● Exercise aim: The response must reproduce every record in full.

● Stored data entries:
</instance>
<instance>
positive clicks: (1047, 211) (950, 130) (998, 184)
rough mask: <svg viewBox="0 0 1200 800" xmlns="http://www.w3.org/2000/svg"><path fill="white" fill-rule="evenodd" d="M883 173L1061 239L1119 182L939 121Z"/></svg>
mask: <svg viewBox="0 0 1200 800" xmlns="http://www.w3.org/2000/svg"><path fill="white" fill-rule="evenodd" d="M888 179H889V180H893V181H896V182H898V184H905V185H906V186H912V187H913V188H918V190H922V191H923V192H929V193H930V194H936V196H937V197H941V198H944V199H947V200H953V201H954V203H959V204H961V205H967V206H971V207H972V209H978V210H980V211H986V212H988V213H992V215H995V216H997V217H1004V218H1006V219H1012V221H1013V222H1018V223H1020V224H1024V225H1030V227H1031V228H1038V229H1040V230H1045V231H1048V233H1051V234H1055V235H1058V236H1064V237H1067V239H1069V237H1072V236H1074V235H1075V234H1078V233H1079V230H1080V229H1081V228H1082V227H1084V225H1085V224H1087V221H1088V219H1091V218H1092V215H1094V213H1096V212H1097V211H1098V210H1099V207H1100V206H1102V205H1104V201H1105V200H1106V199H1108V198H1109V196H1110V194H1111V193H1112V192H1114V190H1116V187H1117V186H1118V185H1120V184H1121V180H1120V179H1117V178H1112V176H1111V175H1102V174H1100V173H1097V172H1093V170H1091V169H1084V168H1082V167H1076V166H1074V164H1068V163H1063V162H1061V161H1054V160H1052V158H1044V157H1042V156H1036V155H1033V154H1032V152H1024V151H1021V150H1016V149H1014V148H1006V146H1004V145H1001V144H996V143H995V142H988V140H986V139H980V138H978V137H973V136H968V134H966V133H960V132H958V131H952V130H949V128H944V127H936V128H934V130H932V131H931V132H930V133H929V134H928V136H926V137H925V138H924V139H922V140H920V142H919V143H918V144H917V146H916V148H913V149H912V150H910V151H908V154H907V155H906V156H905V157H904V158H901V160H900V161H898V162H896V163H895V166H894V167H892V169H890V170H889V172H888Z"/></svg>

● Written answer:
</instance>
<instance>
positive clicks: (1047, 211) (950, 130) (998, 184)
rough mask: <svg viewBox="0 0 1200 800" xmlns="http://www.w3.org/2000/svg"><path fill="white" fill-rule="evenodd" d="M883 173L1061 239L1119 182L939 121Z"/></svg>
mask: <svg viewBox="0 0 1200 800" xmlns="http://www.w3.org/2000/svg"><path fill="white" fill-rule="evenodd" d="M888 179H889V180H893V181H896V182H898V184H905V185H906V186H912V187H913V188H918V190H922V191H923V192H929V193H930V194H936V196H937V197H941V198H944V199H947V200H953V201H954V203H959V204H961V205H967V206H971V207H972V209H978V210H980V211H986V212H988V213H992V215H995V216H997V217H1004V218H1006V219H1012V221H1013V222H1018V223H1020V224H1024V225H1030V227H1031V228H1038V229H1040V230H1045V231H1048V233H1051V234H1055V235H1058V236H1064V237H1067V239H1069V237H1072V236H1074V235H1075V234H1078V233H1079V230H1080V229H1081V228H1082V227H1084V225H1085V224H1087V221H1088V219H1091V218H1092V215H1094V213H1096V212H1097V211H1098V210H1099V207H1100V206H1102V205H1104V201H1105V200H1106V199H1108V198H1109V196H1110V194H1111V193H1112V192H1114V190H1116V187H1117V186H1118V185H1120V184H1121V180H1120V179H1117V178H1112V176H1111V175H1102V174H1100V173H1097V172H1093V170H1091V169H1084V168H1082V167H1076V166H1074V164H1068V163H1063V162H1061V161H1054V160H1052V158H1044V157H1042V156H1036V155H1033V154H1032V152H1024V151H1021V150H1016V149H1014V148H1006V146H1004V145H1001V144H996V143H995V142H988V140H986V139H980V138H978V137H973V136H968V134H966V133H960V132H958V131H952V130H949V128H944V127H936V128H934V130H932V131H931V132H930V133H929V134H928V136H926V137H925V138H924V139H922V140H920V142H919V143H918V144H917V146H916V148H913V149H912V150H910V151H908V154H907V155H906V156H905V157H904V158H901V160H900V161H898V162H896V163H895V166H894V167H892V169H890V170H889V172H888Z"/></svg>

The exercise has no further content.